Aufgaben:
- 1) Fasse den Text über Trump und Rupert Murdoch in zwei Sätzen zusammen.
- 2) Führe den Text über Trump und Rupert Murdoch im Anschluss an seinen letzten Satz weiter.

Textauszug:
——————

Die vermeintlich beruhigende Pointe der Herrenmenschenattitüde der Donald Trumps dieser Welt ist, dass ihre Vertreter so tief in das brutalistisch-hierarchische Denken verstrickt sind, dass sie zwar den Kommandoton pflegen, aber sich instinktiv fragen, wer denn ihr Boss sei.

Für eben jenen abgewählten US-Präsidenten waren das Wladimir Putin (ein Thema für sich) – und Rupert Murdoch, Chef des News Corp, zu der auch der Propagandakanal Fox News in den USA gehört. Ohne die unablässige Aufpeitschung durch Fox News wäre Trump 2016 nicht zum Präsidenten gewählt geworden. Eine Tatsache, die auch Trump stets bewusst war, umso mehr bemühte er sich stets, zur Not auch hinreichend kriecherisch, um Murdochs Wohlgefallen.

——————

Bereitgestellte Daten:

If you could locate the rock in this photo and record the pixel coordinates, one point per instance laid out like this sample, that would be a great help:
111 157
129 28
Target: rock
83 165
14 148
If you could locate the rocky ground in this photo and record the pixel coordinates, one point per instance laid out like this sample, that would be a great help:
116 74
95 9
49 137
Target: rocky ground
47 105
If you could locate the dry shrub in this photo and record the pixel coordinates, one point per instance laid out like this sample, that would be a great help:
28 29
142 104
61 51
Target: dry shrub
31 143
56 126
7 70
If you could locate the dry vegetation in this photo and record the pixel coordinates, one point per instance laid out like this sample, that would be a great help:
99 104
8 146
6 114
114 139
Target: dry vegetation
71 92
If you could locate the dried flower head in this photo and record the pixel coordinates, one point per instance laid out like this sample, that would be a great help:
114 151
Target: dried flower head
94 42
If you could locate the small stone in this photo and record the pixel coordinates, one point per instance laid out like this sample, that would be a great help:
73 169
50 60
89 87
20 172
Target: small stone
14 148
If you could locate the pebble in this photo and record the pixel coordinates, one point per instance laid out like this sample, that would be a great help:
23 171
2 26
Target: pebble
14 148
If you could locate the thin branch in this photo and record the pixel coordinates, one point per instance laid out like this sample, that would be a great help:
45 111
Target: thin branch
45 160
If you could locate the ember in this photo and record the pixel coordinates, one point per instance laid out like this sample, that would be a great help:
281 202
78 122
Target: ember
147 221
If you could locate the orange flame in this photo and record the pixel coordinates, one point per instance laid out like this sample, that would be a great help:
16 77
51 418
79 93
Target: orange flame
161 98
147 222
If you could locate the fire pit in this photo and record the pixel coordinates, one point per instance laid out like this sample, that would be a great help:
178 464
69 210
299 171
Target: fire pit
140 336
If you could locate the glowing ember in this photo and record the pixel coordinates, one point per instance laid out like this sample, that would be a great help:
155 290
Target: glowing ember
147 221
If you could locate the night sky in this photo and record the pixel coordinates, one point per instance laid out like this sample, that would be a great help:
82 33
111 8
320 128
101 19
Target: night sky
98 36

——————

Lösungen je Aufgabe:
- 1) Vertreter einer Herrenmenschenattitüde wie Donald Trump pflegen zwar den Kommandoton, fragen sich aber instinktiv, wer ihr Boss sei. Für Trump waren das Wladimir Putin und Rupert Murdoch, ohne dessen Sender Fox News er 2016 nicht gewählt worden wäre, weshalb er sich stets um Murdochs Wohlgefallen bemühte.

- 2)
Noch steht Murdochs Unternehmen, aber das ganze Kartenhaus aus Hetze, Lügen und Irrsinn ist in der vergangenen Woche zusammen­gebrochen. In der Wahlnacht am 3. November 2020 hatte der Sender als Erster Joe Bidens Sieg im Bundesstaat Arizona verkündet – damit war de facto klar, dass Biden der nächste Präsident sein würde. Es war der Moment, als die irren Fake News, die Fox News vier Jahre lang dummdreist versendet hatte, nicht mehr fortzusetzen waren. Der Sender hatte seinem Publikum einen Sieg Trumps versprochen, hatte dafür alles aufgeboten und dafür gekämpft. Jetzt war das Ergebnis da, ihr Mann hatte verloren, der Zirkus war vorbei.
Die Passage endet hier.